_Passage_:
------------------------------------
Add mkfile to keep indices up to date.

Remove man pages for things we don't provide.
This commit is contained in:
rsc 2005-01-03 06:41:38 +00:00
parent 058b0118a5
commit a19c44b83b
18 changed files with 45 additions and 2321 deletions

View file

@ -1,232 +0,0 @@
.TH VENTI 8
.SH NAME
venti \- an archival block storage server
.SH SYNOPSIS
.B venti/venti
[
.B -dsw
]
[
.B -a
.I ventiaddress
]
[
.B -B
.I blockcachesize
]
[
.B -c
.I config
]
[
.B -C
.I cachesize
]
[
.B -h
.I httpaddress
]
[
.B -I
.I icachesize
]
.PP
.B venti/sync
[
.B -h
.I host
]
.SH DESCRIPTION
.I Venti
is a block storage server intended for archival data.
In a Venti server,
the SHA1 hash of a block's contents acts as the block
identifier for read and write operations.
This approach enforces a write-once policy, preventing accidental or
malicious destruction of data. In addition, duplicate copies of a
block are coalesced, reducing the consumption of storage and
simplifying the implementation of clients.
.PP
Storage for
.I venti
consists of a data log and an index, both of which
can be spread across multiple files.
The files containing the data log are themselves divided into self-contained sections called arenas.
Each arena contains a large number of data blocks and is sized to
facilitate operations such as copying to removable media.
The index provides a mapping between the a Sha1 fingerprint and
the location of the corresponding block in the data log.
.PP
The index and data log are typically stored on raw disk partitions.
To improve the robustness, the data log should be stored on
a device that provides RAID functionality. The index does
not require such protection, since if necessary, it can
can be regenerated from the data log.
The performance of
.I venti
is typically limited to the random access performance
of the index. This performance can be improved by spreading the
index accross multiple disks.
.PP
The storage for
.I venti
is initialized using
.IR fmtarenas ,
.IR fmtisect ,
and
.I fmtindex
(see
.IR ventiaux (8)).
A configuration file,
.IR venti.conf (6),
ties the index sections and data arenas together.
.PP
A Venti
server is accessed via an undocumented network protocol.
Two client applications are included in this distribution:
.IR vac (1)
and
.IR vacfs (4).
.I Vac
copies files from a Plan 9 file system to Venti, creating an
archive and returning the fingerprint of the root.
This archive can be mounted in Plan 9 using
.IR vacfs .
These two commands enable a rudimentary backup system.
A future release will include a Plan 9 file system that uses
Venti as a replacement for the WORM device of
.IR fs (4).
.PP
The
.I venti
server provides rudimentary status information via
a built-in http server. The URL files it serves are:
.TP
.B stats
Various internal statistics.
.TP
.B index
An enumeration of the index sections and all non empty arenas, including various statistics.
------------------------------------
_Records for this exercise_:
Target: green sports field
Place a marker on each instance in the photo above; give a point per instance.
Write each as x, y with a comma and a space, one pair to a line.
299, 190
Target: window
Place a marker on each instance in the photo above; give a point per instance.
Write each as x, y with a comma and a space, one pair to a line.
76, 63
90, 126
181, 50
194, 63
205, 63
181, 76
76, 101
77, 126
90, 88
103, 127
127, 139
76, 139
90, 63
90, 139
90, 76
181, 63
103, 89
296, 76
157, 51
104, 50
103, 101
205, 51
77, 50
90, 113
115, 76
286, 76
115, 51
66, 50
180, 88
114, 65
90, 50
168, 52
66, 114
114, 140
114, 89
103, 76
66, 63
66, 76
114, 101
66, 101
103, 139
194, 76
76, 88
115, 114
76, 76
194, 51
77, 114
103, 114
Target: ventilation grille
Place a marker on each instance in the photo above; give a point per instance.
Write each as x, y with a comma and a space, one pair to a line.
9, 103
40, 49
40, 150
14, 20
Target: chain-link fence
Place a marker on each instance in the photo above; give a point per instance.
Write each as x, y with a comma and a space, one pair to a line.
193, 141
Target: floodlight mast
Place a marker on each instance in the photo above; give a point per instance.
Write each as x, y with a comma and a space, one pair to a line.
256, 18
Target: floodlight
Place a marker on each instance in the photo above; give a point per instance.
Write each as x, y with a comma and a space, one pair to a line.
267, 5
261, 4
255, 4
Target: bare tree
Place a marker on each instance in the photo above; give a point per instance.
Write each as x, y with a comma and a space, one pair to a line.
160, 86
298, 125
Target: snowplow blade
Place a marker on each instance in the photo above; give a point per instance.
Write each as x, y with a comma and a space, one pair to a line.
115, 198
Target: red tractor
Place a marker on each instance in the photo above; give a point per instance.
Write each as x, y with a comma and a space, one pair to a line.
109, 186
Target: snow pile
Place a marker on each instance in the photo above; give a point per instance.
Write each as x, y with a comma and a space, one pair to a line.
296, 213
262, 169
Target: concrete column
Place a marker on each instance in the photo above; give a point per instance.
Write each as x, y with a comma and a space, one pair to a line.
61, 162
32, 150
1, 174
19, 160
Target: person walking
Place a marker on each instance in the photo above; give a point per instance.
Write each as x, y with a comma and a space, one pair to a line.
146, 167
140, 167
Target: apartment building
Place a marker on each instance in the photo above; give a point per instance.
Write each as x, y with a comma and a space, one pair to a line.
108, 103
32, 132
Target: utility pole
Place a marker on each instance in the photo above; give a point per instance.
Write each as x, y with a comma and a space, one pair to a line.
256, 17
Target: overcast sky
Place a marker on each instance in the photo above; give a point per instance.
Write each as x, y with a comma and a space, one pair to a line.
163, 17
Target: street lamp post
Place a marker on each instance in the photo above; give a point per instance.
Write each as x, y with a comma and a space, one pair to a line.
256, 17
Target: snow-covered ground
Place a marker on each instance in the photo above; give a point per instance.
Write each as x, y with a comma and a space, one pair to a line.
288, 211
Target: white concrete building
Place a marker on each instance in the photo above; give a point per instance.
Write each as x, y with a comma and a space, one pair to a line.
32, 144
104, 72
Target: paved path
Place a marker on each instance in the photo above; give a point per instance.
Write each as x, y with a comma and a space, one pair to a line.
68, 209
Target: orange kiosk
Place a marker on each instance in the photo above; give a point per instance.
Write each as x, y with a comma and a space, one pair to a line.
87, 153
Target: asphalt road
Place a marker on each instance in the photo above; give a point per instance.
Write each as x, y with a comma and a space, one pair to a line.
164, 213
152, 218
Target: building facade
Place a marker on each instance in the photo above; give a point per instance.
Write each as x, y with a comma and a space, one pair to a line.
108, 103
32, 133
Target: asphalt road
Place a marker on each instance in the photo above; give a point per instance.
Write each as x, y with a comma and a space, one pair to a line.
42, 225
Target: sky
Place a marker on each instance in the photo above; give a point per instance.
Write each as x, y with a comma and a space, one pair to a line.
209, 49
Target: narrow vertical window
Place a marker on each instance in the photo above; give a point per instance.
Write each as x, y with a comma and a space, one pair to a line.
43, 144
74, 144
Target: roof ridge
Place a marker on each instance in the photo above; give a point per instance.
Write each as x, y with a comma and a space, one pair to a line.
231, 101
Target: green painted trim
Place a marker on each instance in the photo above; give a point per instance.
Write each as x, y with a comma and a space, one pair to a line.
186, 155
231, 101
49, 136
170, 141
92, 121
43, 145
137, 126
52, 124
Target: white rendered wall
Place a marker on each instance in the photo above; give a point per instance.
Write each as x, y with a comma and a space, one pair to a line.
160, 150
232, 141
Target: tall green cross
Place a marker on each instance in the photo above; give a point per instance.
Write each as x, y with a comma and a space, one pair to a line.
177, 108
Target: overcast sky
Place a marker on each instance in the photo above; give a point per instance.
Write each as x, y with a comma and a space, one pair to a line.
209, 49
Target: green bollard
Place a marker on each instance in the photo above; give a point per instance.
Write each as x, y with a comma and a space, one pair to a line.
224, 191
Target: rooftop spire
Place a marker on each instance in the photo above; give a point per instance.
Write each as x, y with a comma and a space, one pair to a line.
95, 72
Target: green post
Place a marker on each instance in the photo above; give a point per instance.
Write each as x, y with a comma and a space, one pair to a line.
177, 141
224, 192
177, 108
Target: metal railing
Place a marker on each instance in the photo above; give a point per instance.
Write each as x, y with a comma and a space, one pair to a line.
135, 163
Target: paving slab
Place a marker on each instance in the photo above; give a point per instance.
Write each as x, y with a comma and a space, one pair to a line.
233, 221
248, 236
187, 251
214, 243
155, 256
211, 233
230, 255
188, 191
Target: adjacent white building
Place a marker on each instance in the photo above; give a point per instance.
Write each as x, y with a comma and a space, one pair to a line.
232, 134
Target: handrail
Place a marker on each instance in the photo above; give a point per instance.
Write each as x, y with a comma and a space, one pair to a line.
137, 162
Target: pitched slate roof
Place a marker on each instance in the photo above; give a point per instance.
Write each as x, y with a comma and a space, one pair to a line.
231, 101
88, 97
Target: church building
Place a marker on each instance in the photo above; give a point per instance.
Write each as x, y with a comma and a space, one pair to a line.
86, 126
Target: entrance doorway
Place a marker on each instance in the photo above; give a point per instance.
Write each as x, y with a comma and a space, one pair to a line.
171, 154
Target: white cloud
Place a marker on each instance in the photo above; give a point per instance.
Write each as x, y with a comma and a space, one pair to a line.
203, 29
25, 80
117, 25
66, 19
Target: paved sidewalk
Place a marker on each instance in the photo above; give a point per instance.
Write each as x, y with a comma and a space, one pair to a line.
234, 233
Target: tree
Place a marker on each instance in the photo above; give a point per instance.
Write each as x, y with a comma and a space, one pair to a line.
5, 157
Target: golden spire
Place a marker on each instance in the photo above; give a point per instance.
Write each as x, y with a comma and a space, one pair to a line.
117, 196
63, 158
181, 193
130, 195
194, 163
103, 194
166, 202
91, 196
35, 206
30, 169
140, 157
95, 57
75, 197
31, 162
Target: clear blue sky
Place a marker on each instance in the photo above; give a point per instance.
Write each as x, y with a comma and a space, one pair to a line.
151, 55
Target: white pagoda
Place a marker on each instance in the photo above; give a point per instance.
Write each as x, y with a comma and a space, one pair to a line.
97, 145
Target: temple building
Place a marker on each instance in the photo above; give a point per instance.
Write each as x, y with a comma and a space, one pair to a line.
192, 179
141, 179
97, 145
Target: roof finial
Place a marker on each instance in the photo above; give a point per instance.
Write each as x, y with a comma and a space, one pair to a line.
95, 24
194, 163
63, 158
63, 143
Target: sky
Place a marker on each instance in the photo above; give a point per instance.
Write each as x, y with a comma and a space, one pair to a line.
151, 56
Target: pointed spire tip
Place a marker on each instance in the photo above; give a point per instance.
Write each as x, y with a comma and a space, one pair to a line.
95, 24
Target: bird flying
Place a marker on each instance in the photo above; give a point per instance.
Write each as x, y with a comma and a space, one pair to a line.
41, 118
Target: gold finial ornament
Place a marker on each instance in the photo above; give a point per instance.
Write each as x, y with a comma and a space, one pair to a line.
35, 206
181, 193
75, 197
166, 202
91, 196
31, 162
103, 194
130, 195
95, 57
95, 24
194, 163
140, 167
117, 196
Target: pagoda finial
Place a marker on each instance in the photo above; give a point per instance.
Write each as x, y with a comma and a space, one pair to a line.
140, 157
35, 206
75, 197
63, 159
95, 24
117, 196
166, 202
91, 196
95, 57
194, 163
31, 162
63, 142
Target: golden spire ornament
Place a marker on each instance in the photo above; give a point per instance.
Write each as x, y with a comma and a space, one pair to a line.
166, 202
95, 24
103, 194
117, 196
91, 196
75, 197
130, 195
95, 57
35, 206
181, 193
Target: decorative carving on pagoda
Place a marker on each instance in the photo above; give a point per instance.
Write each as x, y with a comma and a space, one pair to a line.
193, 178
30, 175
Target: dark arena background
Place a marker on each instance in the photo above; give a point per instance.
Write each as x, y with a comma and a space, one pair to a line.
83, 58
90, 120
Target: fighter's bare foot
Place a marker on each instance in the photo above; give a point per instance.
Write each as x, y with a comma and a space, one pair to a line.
------------------------------------
_What to do_:
1 – Report each line of the records that contains the string "spire", copying every such line in full.
2 – Write what comes next in the Venti manual page, picking up after its last line.

_Solved problems_:
1 –
Target: rooftop spire
Target: golden spire
Target: pointed spire tip
Target: golden spire ornament

2 –
.TP
.B storage
A summary of the state of the data log.
.TP
.B xindex
An enumeration of the index sections and all non empty arenas, in XML format.
.PP
Several auxiliary utilities (see
.IR ventiaux (8))
aid in maintaining the storage for Venti.
With the exception of
.I rdarena ,
these utilities should generally be run after killing the
.I venti
server.
The utilities are:
.TP
.I checkarenas
Check the integrity, and optionally fix, Venti arenas.
.TP
.I checkindex
Check the integrity, and optionally fix, a Venti index.
.TP
.I buildindex
Rebuild a Venti index from scratch.
.TP
.I rdarena
Extract a Venti arena and write to standard output.
.PD
.PP
Options to
.I venti
are:
.TP
.BI -a " ventiaddress
The network address on which the server listens for incoming connections.
The default is
.LR tcp!*!venti .
.TP
.BI -B " blockcachesize
The size, in bytes, of memory allocated to caching raw disk blocks.
.TP
.BI -c " config
Specifies the
Venti
configuration file.
Defaults to
.LR venti.conf .
.TP
.BI -C " cachesize
The size, in bytes, of memory allocated to caching
Venti
blocks.
.TP
.BI -d
Produce various debugging information on standard error.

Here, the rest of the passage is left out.